It would help if you retyped the data exactly, leaving out the pictures.

- - -

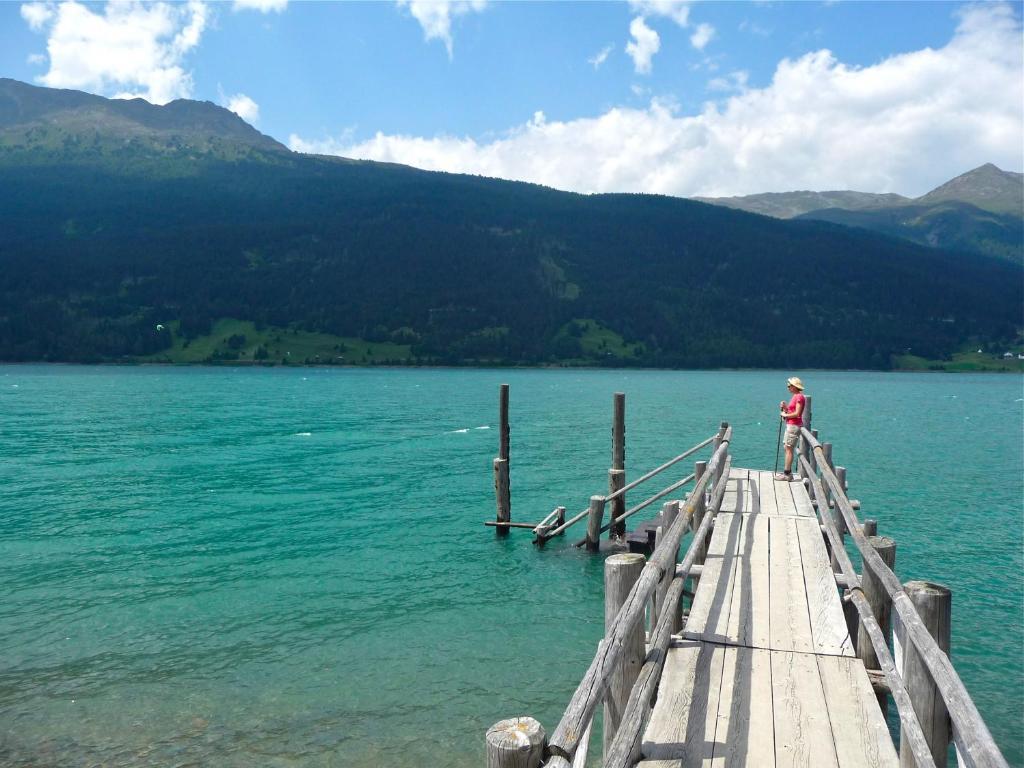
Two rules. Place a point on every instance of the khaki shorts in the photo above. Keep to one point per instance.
(792, 435)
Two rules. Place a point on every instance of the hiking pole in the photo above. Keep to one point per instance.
(778, 443)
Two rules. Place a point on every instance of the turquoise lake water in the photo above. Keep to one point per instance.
(288, 567)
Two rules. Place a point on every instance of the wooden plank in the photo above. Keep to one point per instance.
(682, 725)
(766, 487)
(859, 731)
(709, 617)
(745, 732)
(802, 501)
(790, 623)
(749, 611)
(783, 498)
(803, 731)
(828, 629)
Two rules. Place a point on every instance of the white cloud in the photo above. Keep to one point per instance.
(263, 6)
(701, 36)
(244, 107)
(125, 49)
(677, 10)
(435, 16)
(600, 57)
(37, 14)
(905, 124)
(734, 81)
(644, 45)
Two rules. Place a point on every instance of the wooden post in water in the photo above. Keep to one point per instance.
(503, 492)
(882, 606)
(594, 518)
(616, 475)
(621, 572)
(670, 511)
(934, 604)
(723, 427)
(517, 742)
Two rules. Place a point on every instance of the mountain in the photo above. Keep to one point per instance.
(43, 125)
(788, 205)
(981, 211)
(986, 187)
(176, 233)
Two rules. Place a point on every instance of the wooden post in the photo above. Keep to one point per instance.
(878, 597)
(594, 522)
(718, 442)
(934, 604)
(517, 742)
(670, 511)
(503, 492)
(621, 572)
(616, 475)
(699, 510)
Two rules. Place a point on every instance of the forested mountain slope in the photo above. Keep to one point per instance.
(109, 246)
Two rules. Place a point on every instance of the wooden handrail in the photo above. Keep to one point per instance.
(909, 723)
(972, 736)
(626, 747)
(577, 518)
(565, 739)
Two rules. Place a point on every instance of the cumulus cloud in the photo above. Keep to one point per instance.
(677, 10)
(701, 36)
(263, 6)
(600, 57)
(37, 14)
(904, 124)
(244, 107)
(124, 49)
(435, 16)
(644, 45)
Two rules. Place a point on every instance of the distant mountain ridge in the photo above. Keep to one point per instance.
(981, 211)
(130, 231)
(49, 122)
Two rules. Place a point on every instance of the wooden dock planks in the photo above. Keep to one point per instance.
(764, 674)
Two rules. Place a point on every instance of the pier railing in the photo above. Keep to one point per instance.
(627, 667)
(929, 694)
(555, 523)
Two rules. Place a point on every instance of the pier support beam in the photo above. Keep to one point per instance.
(594, 517)
(517, 742)
(616, 475)
(503, 492)
(934, 604)
(882, 606)
(621, 572)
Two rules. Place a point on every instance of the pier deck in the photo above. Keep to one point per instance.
(764, 673)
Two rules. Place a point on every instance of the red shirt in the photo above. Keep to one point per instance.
(798, 399)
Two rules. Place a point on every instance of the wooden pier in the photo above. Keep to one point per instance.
(783, 655)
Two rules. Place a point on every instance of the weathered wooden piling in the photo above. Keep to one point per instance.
(878, 596)
(616, 474)
(503, 493)
(934, 604)
(595, 515)
(517, 742)
(621, 573)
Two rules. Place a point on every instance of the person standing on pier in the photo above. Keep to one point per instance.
(794, 416)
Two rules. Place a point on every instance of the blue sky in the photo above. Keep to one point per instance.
(674, 97)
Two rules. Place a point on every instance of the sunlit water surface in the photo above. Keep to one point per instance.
(288, 567)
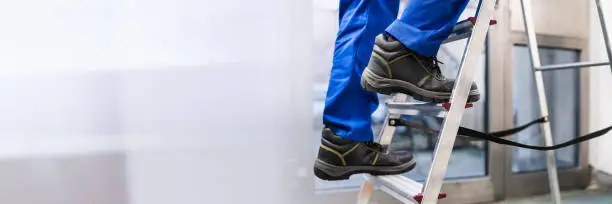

- - -

RESPONSE FOR THIS EXERCISE ▸
Two rules. Place a point on every instance of the khaki shorts in the photo above. Keep to one point per instance.
(792, 435)
Two rules. Place a point on every instance of the hiking pole in the photo above. Keep to one point per instance.
(778, 443)
Two rules. Place a point on every instance of the turquoise lake water in the photo above. Keep to one point per instance.
(288, 567)
Two rules. Place a point on every instance of the wooden plank in the photo above. Keep to one point per instance.
(682, 725)
(766, 487)
(859, 731)
(709, 617)
(745, 732)
(802, 501)
(790, 623)
(749, 611)
(783, 498)
(803, 731)
(828, 629)
Two rules. Place a point on every instance of the white cloud in the photo above. Keep to one point per instance.
(263, 6)
(701, 36)
(244, 107)
(125, 49)
(677, 10)
(435, 16)
(600, 57)
(37, 14)
(905, 124)
(734, 81)
(644, 45)
Two rules. Place a point on every instance of the wooden post in water in the photo above. Keep to one point per instance.
(503, 492)
(882, 606)
(594, 518)
(616, 475)
(621, 572)
(670, 511)
(934, 604)
(723, 427)
(517, 742)
Two rules. Place a point on every instance of the mountain in the photo above. Keep to one point per instance.
(43, 125)
(788, 205)
(981, 211)
(986, 187)
(176, 233)
Two rules. Place a point on every instance of the wooden post in the photo above. Keep to one point per instance.
(878, 597)
(594, 522)
(718, 442)
(934, 604)
(517, 742)
(670, 511)
(503, 492)
(621, 572)
(616, 475)
(699, 510)
Two rules. Place a point on every instance of the forested mountain slope in the photo above. Keep to one point per instance.
(109, 246)
Two rules. Place a point on every instance of the wooden handrail in the photo above. Keep to one point per instance.
(909, 723)
(972, 736)
(626, 747)
(577, 518)
(565, 739)
Two rules. Place a point on every instance of the cumulus cloud in the photo above. Keep to one point per instance.
(677, 10)
(701, 36)
(263, 6)
(600, 57)
(37, 14)
(904, 124)
(244, 107)
(124, 49)
(435, 16)
(644, 45)
Two rules. Place a point on every instance of the distant mountain ridge in the photo above. Keep to one point per instance.
(981, 211)
(130, 231)
(49, 122)
Two rules. Place a point on every instance of the wooden dock planks in the photo above. Keep to one point per instance.
(764, 674)
Two rules. Place a point on every instance of the pier railing in the photo above. Keep to one point per instance.
(627, 667)
(929, 694)
(555, 523)
Two rules. Place a point on every instance of the pier support beam in the photo above. Keep to one point per instance.
(594, 517)
(517, 742)
(616, 475)
(503, 492)
(934, 604)
(882, 606)
(621, 572)
Two rules. Place a point on every instance of the pier deck in the photo above. Keep to one point per instance.
(764, 673)
Two rules. Place a point on every instance of the red shirt in the photo above. Keep to one point per instance.
(798, 399)
Two rules. Place a point on every instance of the wooden pier in the photo above. Keep to one point per instance.
(783, 655)
Two rules. Place a point on every instance of the weathered wooden piling in the photo above. Keep to one point per instance.
(878, 596)
(616, 474)
(503, 493)
(934, 604)
(595, 515)
(517, 742)
(621, 573)
Two rules. Place a point on every instance of the person standing on pier in the photo above. Keep to one point per instance.
(794, 416)
Two rules. Place a point on every instance of the blue sky in the photo above. Keep to one point per instance.
(674, 97)
Two rules. Place a point on every instance of the sunlit water surface in the photo above. Keep to one point per instance.
(288, 567)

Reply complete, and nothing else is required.